PAGE:
※ ※ ※
Raoul Salan est l'officier le plus décoré des Forces armées françaises. Il est le commandant interarmées à Alger depuis quelques semaines. En défenseur de l'Algérie française, il s'oppose fermement à toute velléité indépendantiste en Algérie[1]. Il travaille chaque jour dans le bâtiment qui abrite le commandement de la Xe région militaire, place d'Isly, à Alger[2]. Tous les soirs, vers 19h, il reste dans son bureau pour signer son courrier[3].

Circonstances modifier

Le 16 janvier 1957, à 18h40, Salan quitte son bureau pour se rendre chez le ministre résidant, Robert Lacoste, qui l'a convoqué pour un entretien[4]. Vingt minutes plus tard, à 19h, deux roquettes sont tirées par Philippe Castille contre le bâtiment militaire depuis l'immeuble voisin[5].

Du fait de son absence, le général Salan échappe au tir. Toutefois, une des deux roquettes explose dans le bureau du cabinet militaire, tuant le commandant et chef de cabinet Robert Rodier (né en 1906), qui est l'un des plus proches collaborateurs de Salan[6]. Sa fille de dix ans est blessée par des éclats de verre[3].

Conséquences modifier

Réactions de l'opinion modifier

L'attentat provoque un choc, dans toute l'Algérie comme en métropole. Elle détériore la confiance de l'armée envers la République, et les débats parlementaires se font virulents. Les partisans de l'Algérie française utilisent l'affaire pour critiquer le gouvernement de Guy Mollet.
※ ※ ※
Items de pointage d'objets étiquetés:

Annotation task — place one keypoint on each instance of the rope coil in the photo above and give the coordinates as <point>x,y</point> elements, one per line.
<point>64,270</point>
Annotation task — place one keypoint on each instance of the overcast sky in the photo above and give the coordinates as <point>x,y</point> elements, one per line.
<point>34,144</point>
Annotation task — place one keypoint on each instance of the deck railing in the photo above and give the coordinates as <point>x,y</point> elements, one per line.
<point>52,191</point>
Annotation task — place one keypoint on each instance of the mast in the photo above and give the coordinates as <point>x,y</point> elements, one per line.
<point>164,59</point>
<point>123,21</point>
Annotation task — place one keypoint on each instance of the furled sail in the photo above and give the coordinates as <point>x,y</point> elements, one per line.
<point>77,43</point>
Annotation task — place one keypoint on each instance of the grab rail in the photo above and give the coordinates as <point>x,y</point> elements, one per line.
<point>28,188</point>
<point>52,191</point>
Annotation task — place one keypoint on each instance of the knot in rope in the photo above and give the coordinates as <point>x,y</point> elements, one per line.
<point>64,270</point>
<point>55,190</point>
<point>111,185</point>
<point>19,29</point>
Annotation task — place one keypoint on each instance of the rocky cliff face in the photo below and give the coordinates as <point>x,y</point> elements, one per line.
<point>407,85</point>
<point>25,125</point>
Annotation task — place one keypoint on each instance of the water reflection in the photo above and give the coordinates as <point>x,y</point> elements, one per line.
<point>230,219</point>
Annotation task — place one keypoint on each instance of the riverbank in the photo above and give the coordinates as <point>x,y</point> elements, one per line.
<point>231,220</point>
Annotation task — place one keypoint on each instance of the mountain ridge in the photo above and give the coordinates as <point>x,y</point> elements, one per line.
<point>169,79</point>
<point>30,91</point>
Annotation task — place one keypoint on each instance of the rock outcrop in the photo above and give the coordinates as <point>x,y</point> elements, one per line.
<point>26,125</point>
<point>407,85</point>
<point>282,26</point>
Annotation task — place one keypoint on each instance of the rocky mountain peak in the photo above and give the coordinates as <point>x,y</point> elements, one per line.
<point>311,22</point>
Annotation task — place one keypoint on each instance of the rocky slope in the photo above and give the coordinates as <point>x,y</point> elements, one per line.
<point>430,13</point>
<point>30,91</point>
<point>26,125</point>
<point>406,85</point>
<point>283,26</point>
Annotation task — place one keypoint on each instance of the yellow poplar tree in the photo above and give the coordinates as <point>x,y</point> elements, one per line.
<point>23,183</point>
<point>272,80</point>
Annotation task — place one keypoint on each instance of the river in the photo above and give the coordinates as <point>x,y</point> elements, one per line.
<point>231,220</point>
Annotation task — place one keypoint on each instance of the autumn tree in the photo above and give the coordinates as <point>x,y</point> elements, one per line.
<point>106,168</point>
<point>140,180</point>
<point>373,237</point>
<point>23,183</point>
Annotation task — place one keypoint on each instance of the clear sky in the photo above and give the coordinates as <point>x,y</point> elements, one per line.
※ ※ ※
CONSIGNE:
Rédigez la suite du texte sur l'attentat contre le général Salan, juste après sa dernière phrase.

RÉSULTAT:
Réaction de Charles de Gaulle modifier

Plus tard, Charles de Gaulle et Salan échangent sur l'affaire. Le général de Gaulle lui dit : « Alors, Salan, cette affaire de bazooka... Sans doute faut-il voir son origine dans les sanctions que vous avez infligées à des soldats, en Indochine, et qui, depuis, vous en voulaient ». Salan nie : « Non, mon général, il ne s'agit nullement de gars d'Indochine, ils me sont bien trop attachés, mais d'une sordide affaire politique. Lorsque le procès aura lieu, croyez-moi, vous en découvrirez vous-même toute la gravité »[7].

Mise en cause de Michel Debré modifier

Michel Debré rend visite au ministre François Mitterrand pour lui demander que son immunité parlementaire ne soit pas levée, comme le réclame le procureur général d'Alger. René Coty, Guy Mollet et lui acceptent d'un commun accord[8].

Enquête modifier

Investigation immédiate modifier

Une enquête est lancée par un juge d'instruction quelques minutes après l'explosion[2]. L'arme de l'attentat, surnommé le « bazooka », est retrouvée dans un immeuble situé en face du bâtiment[9]. Il s'agit en fait d'un engin artisanal, constitué de deux tuyaux de fonte, sur lequel a été monté un dispositif électrique de mise à feu[10].

Le ministre résident Lacoste, qui se méfie de la police algéroise, confie l'enquête à des fonctionnaires venus de Paris[4].

Investigation policière modifier

La Sûreté urbaine d'Alger, un corps de police chargé des enquêtes criminelles, examine l'engin. Dans un rapport du 8 février 1957, elle remarque que le fil électrique utilisé dans le « bazooka » est formé de 14 brins, là où la norme est 19 brins. Elle se lance dans une recherche pour identifier qui, à Alger, vend des fils électriques de 14 brins[10].

Ainsi aiguillée, la première enquête rapide menée par la police sur place aboutit à découvrir que les commanditaires sont, non pas des militants autochtones en faveur de l'indépendance de l'Algérie du Front de libération nationale, ou encore des militants communistes, mais des Français en faveur de l'Algérie française[11]. Le commanditaire, René Kovacs, est un médecin et hypnotiseur algérois, fondateur d'un groupement d'extrême-droite appelé ORAF, et militant pour l'Algérie française[9]. L'artificier est le parachutiste Philippe Castille, secondé par Michel Fechoz et plusieurs co-auteurs.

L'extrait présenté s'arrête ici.